### [ESTRATTO DEL TESTO]
Luciano Benetton (foto LaPresse)

Amori e disamori verso i manager nel capitalismo famigliare

Guido Fontanelli

Ferrero conquista l’America con un dirigente esterno e Luciano Benetton si riprende il (suo) brand. Parabole e strategie

Roma. Il nome Lapo Civiletti non sarà conosciuto ai più. Ma questo dirigente fiorentino di 56 anni incarna una svolta storica per una delle più importanti multinazionali italiane, la Ferrero. Civiletti è infatti il primo ceo (chief executive officer) del gruppo che non fa parte della famiglia. Fino allo scorso mese di settembre fa quella poltrona era occupata da Giovanni Ferrero, 53 anni, figlio del fondatore Michele scomparso nel 2015. E prima ancora dal fratello Pietro, stroncato da un infarto nel 2011. La scelta di affidare il colosso della Nutella con i suoi 10 miliardi di fatturato a un manager, seppur cresciuto all’interno del gruppo, è molto delicata. Non a caso Giovanni mantiene la carica di presidente esecutivo, con la responsabilità delle grandi strategie e delle acquisizioni internazionali: dopo l’acquisto dell’americana Ferrara Candy, l’azienda piemontese è in gara per rilevare alcune attività della Nestlè negli Stati Uniti e potrebbe diventare il terzo produttore di dolciumi americano dopo Hershey e Mars. I Ferrero restano molto vicini alla loro creatura. Sperando di non trovarsi mai nella situazione vissuta da altri famosi imprenditori che hanno dovuto cacciare i dirigenti e rientrare di corsa in sala comandi.

### [BREVE ESERCIZIO 1]
Copia fedelmente le righe del dataset che vanno dalla riga contenente "Objective — for every instance of the green tree" alla riga contenente "218], [359, 330]]", entrambe comprese.

Righe da un dataset di puntamento

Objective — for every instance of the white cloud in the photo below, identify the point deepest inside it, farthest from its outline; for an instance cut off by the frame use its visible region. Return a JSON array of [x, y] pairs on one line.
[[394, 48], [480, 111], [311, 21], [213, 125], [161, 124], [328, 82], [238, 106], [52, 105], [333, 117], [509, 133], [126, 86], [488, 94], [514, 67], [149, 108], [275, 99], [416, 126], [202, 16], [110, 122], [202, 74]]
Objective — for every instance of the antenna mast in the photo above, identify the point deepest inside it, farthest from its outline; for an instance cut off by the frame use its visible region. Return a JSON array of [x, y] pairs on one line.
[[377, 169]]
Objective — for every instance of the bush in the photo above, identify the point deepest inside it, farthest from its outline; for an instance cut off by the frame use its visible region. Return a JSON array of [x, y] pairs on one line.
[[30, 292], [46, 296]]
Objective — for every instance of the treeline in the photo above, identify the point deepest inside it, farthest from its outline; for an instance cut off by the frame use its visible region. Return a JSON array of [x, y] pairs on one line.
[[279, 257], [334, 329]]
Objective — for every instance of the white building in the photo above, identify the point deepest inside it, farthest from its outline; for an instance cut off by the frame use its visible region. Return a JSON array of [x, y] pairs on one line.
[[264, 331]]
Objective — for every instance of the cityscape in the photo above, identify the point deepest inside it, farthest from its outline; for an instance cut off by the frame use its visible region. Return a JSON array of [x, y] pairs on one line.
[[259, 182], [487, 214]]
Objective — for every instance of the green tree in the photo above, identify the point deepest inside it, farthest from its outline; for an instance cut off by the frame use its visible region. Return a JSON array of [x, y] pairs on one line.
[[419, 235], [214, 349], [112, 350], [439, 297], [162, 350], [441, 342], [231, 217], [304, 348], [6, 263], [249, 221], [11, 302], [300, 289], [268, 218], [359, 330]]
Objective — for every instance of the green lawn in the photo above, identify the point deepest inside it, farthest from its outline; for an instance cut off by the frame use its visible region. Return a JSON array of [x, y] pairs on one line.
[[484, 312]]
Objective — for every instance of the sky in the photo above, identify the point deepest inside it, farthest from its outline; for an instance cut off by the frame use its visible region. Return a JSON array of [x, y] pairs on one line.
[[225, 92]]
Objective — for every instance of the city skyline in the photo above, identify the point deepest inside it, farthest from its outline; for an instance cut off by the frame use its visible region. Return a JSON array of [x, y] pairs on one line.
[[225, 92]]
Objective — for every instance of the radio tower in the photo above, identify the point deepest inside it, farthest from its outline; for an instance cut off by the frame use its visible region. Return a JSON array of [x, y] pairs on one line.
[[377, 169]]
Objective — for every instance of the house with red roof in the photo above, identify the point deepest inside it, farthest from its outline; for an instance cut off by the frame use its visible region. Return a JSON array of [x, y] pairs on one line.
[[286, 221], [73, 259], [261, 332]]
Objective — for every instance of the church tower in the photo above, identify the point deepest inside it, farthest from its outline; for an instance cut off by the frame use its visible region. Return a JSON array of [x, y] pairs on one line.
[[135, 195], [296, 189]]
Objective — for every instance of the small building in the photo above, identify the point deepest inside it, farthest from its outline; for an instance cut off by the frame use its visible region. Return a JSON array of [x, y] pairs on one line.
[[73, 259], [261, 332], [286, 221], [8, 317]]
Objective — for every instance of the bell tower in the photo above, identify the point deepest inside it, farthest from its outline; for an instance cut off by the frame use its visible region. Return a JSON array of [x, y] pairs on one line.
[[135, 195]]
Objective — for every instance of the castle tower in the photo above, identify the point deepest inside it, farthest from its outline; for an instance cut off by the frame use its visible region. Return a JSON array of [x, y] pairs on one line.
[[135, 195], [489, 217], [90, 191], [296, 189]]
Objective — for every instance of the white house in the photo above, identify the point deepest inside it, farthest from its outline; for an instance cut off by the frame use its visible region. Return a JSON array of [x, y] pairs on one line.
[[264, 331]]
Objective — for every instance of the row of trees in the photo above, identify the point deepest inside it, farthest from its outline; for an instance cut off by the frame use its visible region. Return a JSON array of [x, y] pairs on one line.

### [BREVE ESERCIZIO 2]
Nell'articolo sul capitalismo famigliare, chi è il primo ceo della Ferrero che non fa parte della famiglia?

### [RISPOSTA AL COMPITO 1]
Objective — for every instance of the green tree in the photo above, identify the point deepest inside it, farthest from its outline; for an instance cut off by the frame use its visible region. Return a JSON array of [x, y] pairs on one line.
[[419, 235], [214, 349], [112, 350], [439, 297], [162, 350], [441, 342], [231, 217], [304, 348], [6, 263], [249, 221], [11, 302], [300, 289], [268, 218], [359, 330]]

### [RISPOSTA AL COMPITO 2]
Lapo Civiletti.